> **課題**: 本文の最初のRubyコードについて、until ループの本体で値が代入されている変数名をすべて挙げてください。ラムダ f の内部で代入される変数は除きます。

> **本文**:

いやこれ、2分探索の典型的な問題なのだった。

Limit = 1500000

until (given = $<.gets.split.map(&:to_i)) == [0, 0]
  m, n = given
  books = n.times.map {$<.gets.to_i}
  
  f = ->(width) {
    need = 1
    sum = 0
    books.each do |book|
      return false if book > width
      sum += book
      if sum > width
        need += 1
        sum = book
      end
    end
    need <= m    
  }
  
  l = 1
  r = Limit
  
  while l <= r
    mid = l + (r - l) / 2
    if !f.(mid)
      l = mid + 1
    else
      r = mid - 1
    end
  end
  puts l
end

0.04秒で正解なのだが、バグって死んだ。「まめめも」参照。2分探索超むづかしい。
Ruby の組み込みメソッドを使ってみた。

Limit = 1500000

until (given = $<.gets.split.map(&:to_i)) == [0, 0]
  m, n = given
  books = n.times.map {$<.gets.to_i}
  
  f = ->(width) {
    need = 1
    sum = 0
    books.each do |book|
      return false if book > width
      sum += book
      if sum > width
        need += 1
        sum = book
      end
    end
    need <= m    
  }
  puts (1..Limit).bsearch {|width| f.(width)}
end

 

0183 Black-and-White

loop do
  board = Array.new(3)

> **掲載資料**:
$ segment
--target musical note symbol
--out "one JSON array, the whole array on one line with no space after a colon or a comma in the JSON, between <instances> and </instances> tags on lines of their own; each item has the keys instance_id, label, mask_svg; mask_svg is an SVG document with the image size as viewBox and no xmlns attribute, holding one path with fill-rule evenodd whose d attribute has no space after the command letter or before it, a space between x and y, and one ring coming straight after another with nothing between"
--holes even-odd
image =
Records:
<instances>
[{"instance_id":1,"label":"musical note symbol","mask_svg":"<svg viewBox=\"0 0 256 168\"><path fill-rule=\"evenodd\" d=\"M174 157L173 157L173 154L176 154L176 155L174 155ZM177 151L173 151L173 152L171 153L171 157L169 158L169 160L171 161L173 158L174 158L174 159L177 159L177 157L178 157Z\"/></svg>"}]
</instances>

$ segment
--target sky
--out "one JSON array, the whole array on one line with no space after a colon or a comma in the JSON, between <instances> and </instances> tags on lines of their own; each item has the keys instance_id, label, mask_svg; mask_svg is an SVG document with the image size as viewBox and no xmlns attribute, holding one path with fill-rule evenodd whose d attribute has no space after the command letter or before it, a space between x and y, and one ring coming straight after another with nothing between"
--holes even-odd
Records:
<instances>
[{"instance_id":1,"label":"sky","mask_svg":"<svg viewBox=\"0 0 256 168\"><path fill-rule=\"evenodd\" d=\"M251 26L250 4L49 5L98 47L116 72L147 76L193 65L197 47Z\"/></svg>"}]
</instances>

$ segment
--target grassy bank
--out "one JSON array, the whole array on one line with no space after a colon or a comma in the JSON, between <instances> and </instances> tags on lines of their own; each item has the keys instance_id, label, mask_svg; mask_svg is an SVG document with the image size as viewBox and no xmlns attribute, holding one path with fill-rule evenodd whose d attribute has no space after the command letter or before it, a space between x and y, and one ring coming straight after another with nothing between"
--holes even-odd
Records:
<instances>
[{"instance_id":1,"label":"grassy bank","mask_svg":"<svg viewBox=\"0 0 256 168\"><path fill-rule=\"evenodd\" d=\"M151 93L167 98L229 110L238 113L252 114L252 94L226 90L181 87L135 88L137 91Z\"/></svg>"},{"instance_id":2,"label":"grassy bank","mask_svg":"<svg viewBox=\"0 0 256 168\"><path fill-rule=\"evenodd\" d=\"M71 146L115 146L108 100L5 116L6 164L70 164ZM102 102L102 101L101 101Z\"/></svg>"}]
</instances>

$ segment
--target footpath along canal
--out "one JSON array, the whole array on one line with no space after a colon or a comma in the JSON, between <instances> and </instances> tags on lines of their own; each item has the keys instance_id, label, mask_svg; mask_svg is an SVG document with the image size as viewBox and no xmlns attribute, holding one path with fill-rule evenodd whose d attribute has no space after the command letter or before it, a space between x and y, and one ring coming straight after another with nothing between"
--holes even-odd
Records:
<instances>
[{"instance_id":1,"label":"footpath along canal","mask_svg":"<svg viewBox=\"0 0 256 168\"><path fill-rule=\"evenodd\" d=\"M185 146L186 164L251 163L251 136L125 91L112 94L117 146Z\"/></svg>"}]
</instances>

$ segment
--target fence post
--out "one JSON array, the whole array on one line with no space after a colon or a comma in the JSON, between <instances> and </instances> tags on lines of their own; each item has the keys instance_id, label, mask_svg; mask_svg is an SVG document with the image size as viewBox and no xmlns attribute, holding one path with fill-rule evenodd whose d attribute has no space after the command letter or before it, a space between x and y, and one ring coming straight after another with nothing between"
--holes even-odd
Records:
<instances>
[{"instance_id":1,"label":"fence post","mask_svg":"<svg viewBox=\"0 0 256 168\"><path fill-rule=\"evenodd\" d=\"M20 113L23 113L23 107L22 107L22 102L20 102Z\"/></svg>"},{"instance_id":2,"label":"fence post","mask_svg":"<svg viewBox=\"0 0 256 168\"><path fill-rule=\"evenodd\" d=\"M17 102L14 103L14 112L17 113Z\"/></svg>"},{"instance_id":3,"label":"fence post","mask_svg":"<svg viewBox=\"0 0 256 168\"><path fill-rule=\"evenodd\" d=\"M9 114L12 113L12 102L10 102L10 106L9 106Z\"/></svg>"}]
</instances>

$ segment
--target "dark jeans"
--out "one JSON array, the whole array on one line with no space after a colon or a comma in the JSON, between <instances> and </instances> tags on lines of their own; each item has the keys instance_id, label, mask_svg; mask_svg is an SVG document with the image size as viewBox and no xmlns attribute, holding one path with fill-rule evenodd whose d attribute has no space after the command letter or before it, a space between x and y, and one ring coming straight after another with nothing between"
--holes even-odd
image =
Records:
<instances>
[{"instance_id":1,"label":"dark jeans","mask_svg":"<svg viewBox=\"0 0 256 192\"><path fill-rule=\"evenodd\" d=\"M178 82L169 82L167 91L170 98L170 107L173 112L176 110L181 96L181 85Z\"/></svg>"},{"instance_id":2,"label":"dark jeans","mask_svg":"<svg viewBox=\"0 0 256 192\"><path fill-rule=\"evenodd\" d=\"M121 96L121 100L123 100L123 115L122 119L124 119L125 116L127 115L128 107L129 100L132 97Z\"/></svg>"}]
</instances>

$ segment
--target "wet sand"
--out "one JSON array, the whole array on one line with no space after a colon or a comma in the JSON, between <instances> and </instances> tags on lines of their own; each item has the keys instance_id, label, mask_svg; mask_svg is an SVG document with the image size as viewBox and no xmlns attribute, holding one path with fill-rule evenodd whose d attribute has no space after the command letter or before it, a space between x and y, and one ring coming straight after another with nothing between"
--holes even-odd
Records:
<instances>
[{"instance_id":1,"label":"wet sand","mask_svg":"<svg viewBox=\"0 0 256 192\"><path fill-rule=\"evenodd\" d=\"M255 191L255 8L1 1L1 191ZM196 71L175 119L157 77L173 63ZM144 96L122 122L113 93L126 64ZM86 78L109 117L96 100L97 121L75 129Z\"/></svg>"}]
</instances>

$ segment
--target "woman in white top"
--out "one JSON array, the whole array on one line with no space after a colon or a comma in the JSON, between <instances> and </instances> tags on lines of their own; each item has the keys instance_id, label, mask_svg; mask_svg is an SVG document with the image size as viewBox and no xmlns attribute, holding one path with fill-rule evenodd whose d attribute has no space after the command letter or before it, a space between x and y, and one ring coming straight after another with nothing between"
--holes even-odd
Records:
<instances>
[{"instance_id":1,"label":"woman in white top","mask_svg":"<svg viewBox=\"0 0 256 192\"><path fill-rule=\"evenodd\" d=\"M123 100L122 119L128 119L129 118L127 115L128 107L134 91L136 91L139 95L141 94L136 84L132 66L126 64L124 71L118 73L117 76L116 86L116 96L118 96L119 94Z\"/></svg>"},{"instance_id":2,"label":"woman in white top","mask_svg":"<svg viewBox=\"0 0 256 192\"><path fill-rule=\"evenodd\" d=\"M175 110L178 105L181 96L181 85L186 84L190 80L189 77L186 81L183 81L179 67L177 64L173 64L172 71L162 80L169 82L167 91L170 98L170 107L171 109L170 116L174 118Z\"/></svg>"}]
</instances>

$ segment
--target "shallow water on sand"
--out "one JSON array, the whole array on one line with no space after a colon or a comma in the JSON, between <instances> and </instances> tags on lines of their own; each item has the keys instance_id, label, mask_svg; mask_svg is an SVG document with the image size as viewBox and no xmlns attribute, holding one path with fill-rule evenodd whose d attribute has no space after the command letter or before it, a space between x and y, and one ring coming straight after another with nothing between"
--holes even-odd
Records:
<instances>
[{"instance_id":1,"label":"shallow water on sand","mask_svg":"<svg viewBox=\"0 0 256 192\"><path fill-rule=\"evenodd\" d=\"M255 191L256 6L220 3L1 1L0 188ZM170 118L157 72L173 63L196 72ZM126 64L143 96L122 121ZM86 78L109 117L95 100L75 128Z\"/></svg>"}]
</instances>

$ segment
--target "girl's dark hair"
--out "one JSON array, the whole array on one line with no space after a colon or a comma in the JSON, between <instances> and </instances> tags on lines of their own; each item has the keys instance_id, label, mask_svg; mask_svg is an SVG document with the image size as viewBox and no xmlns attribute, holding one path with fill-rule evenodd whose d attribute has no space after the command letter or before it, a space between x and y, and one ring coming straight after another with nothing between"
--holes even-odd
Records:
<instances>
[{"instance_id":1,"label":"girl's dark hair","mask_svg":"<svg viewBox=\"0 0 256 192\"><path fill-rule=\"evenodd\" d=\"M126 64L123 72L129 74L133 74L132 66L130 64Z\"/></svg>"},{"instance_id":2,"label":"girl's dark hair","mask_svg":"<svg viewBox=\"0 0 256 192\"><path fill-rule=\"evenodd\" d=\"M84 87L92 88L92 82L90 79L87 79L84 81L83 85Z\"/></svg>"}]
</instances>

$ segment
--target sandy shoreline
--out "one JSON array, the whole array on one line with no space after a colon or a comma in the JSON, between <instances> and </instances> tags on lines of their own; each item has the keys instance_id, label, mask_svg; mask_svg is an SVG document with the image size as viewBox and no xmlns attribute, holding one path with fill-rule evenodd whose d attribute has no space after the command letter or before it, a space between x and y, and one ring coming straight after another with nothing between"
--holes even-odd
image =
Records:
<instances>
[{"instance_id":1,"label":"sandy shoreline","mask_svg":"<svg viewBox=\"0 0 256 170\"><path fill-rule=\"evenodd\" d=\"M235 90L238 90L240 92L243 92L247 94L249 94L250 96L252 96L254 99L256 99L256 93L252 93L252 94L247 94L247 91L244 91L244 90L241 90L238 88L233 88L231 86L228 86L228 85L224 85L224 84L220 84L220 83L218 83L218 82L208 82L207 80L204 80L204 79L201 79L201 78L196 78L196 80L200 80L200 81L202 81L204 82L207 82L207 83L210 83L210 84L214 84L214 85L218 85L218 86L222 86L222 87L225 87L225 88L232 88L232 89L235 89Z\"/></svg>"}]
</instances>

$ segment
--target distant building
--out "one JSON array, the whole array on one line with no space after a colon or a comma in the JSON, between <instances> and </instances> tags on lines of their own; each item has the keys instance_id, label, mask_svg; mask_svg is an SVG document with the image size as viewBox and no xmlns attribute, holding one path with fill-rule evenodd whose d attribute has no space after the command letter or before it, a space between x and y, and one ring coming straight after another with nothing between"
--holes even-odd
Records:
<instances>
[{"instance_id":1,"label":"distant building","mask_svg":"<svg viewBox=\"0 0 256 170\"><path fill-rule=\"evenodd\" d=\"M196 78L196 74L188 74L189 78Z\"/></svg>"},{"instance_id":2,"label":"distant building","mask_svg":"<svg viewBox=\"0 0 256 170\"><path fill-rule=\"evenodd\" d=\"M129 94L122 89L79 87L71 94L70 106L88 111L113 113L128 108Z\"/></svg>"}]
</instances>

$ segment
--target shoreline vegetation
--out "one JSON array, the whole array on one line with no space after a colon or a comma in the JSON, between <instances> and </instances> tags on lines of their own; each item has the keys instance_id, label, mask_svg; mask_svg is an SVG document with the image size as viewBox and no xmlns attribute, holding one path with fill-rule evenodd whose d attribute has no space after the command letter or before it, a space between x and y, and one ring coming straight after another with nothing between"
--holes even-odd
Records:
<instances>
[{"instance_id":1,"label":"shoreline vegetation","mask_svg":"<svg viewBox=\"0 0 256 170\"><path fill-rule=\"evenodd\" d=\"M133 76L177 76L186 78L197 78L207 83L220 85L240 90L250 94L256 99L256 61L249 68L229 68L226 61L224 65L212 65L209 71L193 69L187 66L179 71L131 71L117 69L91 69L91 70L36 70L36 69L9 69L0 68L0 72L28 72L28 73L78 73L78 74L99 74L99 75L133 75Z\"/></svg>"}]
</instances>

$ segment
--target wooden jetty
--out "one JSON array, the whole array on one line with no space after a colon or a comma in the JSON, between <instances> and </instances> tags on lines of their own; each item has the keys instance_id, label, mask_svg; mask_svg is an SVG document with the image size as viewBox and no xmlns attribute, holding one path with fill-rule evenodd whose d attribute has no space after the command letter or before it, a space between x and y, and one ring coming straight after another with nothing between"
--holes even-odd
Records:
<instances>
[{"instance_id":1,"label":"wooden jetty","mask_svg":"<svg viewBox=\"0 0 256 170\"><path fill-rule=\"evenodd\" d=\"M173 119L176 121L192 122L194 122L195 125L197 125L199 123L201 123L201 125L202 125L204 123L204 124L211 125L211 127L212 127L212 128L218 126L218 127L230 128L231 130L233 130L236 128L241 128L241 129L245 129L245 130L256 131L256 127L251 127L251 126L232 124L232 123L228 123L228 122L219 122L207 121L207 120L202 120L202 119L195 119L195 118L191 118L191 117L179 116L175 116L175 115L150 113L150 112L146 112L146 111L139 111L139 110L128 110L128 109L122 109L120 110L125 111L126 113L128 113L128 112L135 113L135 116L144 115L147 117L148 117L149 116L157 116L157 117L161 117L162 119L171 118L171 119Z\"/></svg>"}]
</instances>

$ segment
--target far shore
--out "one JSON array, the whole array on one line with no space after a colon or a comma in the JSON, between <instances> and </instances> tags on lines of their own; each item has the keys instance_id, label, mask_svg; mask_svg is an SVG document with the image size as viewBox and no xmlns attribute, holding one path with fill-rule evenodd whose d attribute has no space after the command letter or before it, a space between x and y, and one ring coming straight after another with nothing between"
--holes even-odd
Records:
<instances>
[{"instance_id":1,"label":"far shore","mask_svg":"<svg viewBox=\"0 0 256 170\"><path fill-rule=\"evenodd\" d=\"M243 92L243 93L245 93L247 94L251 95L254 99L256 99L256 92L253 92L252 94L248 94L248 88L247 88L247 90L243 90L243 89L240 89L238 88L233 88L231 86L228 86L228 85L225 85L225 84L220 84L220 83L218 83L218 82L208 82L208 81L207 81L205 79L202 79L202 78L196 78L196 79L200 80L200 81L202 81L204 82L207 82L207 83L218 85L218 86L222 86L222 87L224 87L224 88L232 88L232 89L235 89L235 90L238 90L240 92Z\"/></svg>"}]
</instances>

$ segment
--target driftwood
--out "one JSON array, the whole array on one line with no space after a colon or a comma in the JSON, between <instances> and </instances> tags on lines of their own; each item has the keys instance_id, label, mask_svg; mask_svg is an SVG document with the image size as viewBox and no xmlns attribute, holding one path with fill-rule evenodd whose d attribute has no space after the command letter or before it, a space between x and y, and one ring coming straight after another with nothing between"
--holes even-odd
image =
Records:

> **解答例**: m、n、books、f、l、r、mid